_The problem:_
State how many lines in the listing below include the string "brown". The answer is the number alone.

_Records supplied:_
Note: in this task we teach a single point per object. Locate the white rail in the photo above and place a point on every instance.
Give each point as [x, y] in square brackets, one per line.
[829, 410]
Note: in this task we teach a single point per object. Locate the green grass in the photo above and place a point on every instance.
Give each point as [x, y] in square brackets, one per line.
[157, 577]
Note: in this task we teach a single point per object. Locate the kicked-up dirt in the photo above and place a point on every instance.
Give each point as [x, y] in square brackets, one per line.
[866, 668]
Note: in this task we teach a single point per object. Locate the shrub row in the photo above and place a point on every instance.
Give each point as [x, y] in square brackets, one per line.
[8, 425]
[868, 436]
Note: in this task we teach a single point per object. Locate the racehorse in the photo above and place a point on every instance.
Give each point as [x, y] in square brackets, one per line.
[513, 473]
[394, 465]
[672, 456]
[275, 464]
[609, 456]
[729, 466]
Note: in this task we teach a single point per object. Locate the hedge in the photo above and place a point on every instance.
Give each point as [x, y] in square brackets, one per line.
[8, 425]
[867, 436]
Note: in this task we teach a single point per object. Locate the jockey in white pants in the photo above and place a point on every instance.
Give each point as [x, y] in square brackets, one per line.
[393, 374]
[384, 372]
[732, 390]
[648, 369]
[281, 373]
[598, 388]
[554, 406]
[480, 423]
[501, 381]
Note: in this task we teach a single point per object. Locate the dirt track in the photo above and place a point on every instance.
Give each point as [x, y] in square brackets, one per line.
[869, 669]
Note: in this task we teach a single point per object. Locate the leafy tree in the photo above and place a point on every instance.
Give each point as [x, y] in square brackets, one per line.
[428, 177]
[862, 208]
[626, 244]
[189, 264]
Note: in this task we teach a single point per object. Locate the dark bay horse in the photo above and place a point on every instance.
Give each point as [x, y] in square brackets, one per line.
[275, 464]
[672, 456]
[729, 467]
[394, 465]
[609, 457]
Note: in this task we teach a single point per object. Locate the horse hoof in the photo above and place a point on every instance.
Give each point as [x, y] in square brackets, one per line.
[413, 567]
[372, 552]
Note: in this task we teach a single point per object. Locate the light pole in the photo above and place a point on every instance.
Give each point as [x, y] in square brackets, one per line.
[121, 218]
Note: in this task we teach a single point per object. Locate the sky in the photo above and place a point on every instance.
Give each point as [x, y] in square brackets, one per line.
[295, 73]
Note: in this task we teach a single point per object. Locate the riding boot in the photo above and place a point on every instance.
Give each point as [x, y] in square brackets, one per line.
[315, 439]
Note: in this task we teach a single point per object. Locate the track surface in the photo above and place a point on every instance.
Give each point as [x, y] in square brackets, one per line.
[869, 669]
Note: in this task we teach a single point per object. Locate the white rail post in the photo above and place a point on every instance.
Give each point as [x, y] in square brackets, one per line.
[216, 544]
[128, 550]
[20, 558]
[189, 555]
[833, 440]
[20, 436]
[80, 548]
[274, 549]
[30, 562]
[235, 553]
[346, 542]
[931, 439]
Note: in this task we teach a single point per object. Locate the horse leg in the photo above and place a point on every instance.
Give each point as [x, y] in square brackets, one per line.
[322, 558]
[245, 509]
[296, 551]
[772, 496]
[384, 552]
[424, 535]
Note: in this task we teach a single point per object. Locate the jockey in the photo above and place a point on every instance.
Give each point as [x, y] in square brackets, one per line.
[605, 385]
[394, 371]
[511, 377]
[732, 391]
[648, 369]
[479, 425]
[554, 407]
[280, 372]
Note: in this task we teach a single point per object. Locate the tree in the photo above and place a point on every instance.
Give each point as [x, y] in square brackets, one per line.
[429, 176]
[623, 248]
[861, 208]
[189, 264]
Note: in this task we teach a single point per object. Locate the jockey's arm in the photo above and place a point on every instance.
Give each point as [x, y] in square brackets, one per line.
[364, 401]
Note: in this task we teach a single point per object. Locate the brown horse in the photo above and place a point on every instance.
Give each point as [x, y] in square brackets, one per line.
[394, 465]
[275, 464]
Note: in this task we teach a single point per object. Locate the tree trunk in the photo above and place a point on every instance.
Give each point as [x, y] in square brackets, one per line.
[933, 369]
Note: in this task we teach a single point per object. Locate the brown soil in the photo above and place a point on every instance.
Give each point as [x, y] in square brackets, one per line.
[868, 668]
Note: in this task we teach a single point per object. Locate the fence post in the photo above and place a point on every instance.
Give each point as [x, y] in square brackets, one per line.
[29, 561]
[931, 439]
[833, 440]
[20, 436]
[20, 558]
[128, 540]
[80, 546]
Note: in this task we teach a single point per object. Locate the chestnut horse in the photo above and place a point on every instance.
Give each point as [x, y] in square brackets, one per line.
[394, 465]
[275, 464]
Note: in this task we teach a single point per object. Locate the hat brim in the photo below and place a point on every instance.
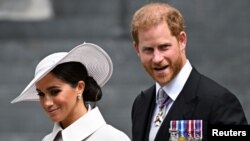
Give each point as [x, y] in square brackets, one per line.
[95, 59]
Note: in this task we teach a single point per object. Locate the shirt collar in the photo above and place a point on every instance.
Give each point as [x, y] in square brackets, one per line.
[81, 128]
[174, 87]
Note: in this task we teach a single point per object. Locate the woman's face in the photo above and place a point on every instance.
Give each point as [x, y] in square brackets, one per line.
[59, 99]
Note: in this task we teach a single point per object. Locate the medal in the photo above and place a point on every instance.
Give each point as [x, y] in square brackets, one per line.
[182, 138]
[158, 118]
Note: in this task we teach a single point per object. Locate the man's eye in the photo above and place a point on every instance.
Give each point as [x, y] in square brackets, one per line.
[55, 92]
[40, 94]
[147, 50]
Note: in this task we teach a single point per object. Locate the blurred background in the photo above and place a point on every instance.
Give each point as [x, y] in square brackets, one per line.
[218, 46]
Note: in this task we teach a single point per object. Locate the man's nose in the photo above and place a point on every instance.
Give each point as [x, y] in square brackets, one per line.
[157, 56]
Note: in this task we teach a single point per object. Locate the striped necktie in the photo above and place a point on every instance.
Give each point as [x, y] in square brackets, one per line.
[162, 100]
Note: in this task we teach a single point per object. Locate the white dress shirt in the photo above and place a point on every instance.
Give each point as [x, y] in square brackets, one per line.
[172, 89]
[89, 127]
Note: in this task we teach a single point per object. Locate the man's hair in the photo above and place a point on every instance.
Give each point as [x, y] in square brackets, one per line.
[153, 14]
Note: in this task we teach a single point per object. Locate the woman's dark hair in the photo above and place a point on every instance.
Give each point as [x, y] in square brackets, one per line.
[72, 73]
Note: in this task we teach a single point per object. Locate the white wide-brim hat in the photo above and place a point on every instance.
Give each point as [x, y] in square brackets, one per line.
[94, 58]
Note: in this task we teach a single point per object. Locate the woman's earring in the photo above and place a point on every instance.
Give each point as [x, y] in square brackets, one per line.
[79, 96]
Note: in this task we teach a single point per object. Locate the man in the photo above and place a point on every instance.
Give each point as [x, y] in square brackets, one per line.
[160, 42]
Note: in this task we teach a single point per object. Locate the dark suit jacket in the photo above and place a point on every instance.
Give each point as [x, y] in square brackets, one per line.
[201, 98]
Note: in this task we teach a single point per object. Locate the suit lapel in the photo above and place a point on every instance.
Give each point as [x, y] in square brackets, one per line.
[183, 107]
[144, 113]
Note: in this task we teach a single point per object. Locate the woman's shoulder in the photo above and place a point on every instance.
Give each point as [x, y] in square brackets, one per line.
[109, 133]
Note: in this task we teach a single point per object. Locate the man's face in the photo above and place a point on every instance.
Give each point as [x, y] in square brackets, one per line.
[161, 54]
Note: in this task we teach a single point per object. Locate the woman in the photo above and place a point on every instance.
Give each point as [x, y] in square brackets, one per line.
[64, 83]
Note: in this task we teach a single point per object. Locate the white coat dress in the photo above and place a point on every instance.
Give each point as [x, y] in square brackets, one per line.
[89, 127]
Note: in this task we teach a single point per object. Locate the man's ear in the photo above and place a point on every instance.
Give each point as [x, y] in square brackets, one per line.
[80, 86]
[183, 40]
[136, 47]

_Output of the exercise:_
2